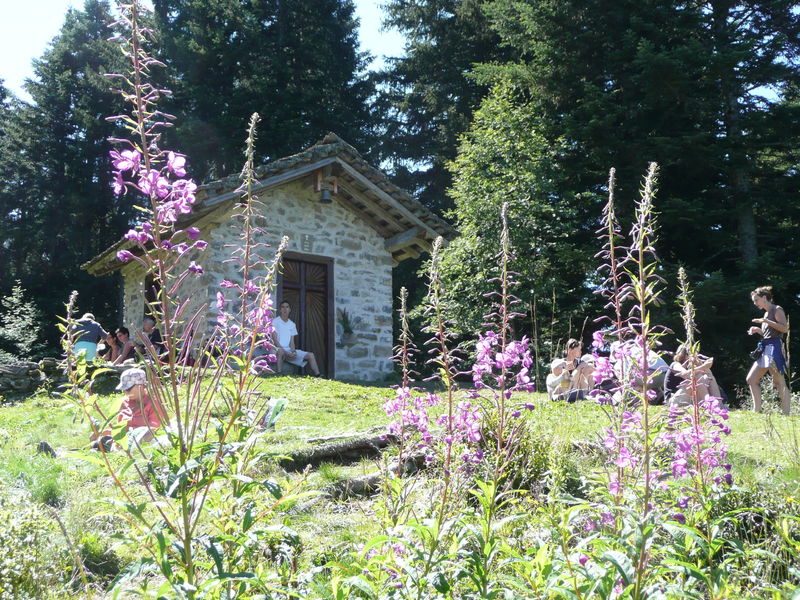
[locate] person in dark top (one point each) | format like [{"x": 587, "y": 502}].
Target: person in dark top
[
  {"x": 683, "y": 380},
  {"x": 112, "y": 348},
  {"x": 151, "y": 332},
  {"x": 771, "y": 327},
  {"x": 127, "y": 349},
  {"x": 88, "y": 333}
]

**Your goal**
Copy the listing above word for word, leaving out the picture.

**Reply to the exercise**
[locate] person in dark top (one point each) | format like [{"x": 587, "y": 502}].
Target: person in dark top
[
  {"x": 683, "y": 380},
  {"x": 112, "y": 348},
  {"x": 151, "y": 332},
  {"x": 771, "y": 327},
  {"x": 127, "y": 349},
  {"x": 88, "y": 333}
]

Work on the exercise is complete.